• SOURCE PASSAGE
Varied Carpet Beetle
Common Name: Varied Carpet Beetle
Latin Name: Anthrenus verbasci
Common Family Name: Dermestid or skin beetles
Latin Family Name: Dermestidae
Origin: Not known for certain, as some literature suggests it is of European origin, while others suggest it may be native to North America, given that it is found in natural settings in the U.S. It is now found throughout the world.
Biology: These small beetles feed on a wide range of animal and plant products, being severe pest problems in stored foods as well as on wool, hides, furs, feathers, or other materials with animal hair origins. They feed commonly on dead insects, and this may be the attraction to structures, where the beetles find leftovers in wasp nests, ant colonies, termite colonies, or bee hives, as well as accumulations in window sills. They are destructive to collections of insects or animals in museums. The length of time from egg to adult varies widely depending on temperature, humidity, and food quality, but appears to average around 275 days, extending to almost 2 years in some circumstances. Adults live for around 1 month.
Identification: Carpet beetles in general are patterned in mottled, checkerboard, or wavy lines with black, white, gray, brown, or orange colors. They are only around 2 to 3 mm long, flattened from top to bottom, oval in shape, and very compact, with no separation between the prothorax and the elytra. The Varied Carpet Beetle is the most common in the western U.S., and it has the typical coloration and a “checkerboard” pattern, and the elytra meet at the posterior end with a straight juncture. The Furniture Carpet Beetle is identical to the Varied, but where the elytra meet there is a small concave notch, or “V” at the juncture. The larva of the Varied Carpet Beetle is brown, very hairy, with several enlarged tufts of hairs at its tail end, and is much wider at the tail end than at the front.

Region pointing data
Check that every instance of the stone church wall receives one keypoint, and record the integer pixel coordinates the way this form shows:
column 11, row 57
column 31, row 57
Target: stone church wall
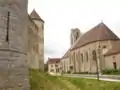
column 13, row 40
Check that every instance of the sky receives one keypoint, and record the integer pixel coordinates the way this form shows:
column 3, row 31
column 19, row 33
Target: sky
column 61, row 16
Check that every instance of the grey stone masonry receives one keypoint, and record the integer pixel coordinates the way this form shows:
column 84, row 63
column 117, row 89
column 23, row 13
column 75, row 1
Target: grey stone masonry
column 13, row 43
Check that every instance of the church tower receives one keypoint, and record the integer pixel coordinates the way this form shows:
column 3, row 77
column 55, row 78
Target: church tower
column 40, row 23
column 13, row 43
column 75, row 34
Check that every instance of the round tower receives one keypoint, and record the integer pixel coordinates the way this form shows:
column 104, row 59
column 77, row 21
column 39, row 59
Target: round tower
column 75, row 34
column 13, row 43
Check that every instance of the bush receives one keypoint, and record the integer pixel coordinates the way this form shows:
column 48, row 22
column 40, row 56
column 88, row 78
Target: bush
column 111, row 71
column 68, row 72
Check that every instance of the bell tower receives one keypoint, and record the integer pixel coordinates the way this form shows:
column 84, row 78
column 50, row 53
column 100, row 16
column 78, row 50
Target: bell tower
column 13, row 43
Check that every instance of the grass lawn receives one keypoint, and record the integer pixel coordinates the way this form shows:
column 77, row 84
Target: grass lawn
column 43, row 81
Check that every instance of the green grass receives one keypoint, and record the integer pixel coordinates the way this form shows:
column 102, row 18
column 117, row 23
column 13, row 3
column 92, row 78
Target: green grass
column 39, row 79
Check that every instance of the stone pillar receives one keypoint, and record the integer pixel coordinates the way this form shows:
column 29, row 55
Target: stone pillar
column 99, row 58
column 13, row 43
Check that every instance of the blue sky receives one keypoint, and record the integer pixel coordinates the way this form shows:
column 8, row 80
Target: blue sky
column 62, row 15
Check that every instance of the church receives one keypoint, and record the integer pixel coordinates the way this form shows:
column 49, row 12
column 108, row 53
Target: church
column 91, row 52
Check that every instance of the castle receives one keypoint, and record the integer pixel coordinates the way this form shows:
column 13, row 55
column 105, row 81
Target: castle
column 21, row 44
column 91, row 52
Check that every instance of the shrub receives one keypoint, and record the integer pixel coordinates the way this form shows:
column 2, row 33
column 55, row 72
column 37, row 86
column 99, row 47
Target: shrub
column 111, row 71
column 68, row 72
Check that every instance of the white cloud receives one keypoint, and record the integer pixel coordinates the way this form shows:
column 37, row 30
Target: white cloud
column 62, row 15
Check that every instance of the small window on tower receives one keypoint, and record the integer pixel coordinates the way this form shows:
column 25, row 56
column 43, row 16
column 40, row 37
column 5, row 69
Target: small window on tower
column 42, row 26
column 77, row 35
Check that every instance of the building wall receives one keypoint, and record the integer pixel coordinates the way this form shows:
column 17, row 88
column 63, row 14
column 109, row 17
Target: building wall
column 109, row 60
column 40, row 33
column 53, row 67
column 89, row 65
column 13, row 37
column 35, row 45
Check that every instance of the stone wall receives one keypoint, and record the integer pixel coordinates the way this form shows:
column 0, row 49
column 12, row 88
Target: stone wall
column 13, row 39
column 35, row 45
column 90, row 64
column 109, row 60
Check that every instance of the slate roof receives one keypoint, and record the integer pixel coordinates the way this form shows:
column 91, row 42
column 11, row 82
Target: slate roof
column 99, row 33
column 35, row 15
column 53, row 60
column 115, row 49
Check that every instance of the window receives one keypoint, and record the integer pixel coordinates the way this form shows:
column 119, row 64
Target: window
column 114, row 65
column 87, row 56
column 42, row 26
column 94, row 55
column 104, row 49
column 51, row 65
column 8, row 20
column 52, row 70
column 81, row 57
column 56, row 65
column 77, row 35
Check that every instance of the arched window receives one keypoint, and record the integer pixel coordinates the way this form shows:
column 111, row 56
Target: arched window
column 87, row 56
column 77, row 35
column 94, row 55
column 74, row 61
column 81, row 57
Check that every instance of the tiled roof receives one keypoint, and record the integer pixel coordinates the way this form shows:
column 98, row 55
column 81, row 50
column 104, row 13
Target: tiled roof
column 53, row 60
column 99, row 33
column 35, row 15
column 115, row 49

• COMPLETE THE FOLLOWING
**A)** Name the colors the carpet beetle text lists for the patterns of carpet beetles in general.
**B)** Repeat the carpet beetle text starting at "Identification: Carpet beetles" and ending at "at the front.".

• OUTPUTS FOR THE TASKS
**A)** Black, white, gray, brown, and orange.

**B)**
Identification: Carpet beetles in general are patterned in mottled, checkerboard, or wavy lines with black, white, gray, brown, or orange colors. They are only around 2 to 3 mm long, flattened from top to bottom, oval in shape, and very compact, with no separation between the prothorax and the elytra. The Varied Carpet Beetle is the most common in the western U.S., and it has the typical coloration and a “checkerboard” pattern, and the elytra meet at the posterior end with a straight juncture. The Furniture Carpet Beetle is identical to the Varied, but where the elytra meet there is a small concave notch, or “V” at the juncture. The larva of the Varied Carpet Beetle is brown, very hairy, with several enlarged tufts of hairs at its tail end, and is much wider at the tail end than at the front.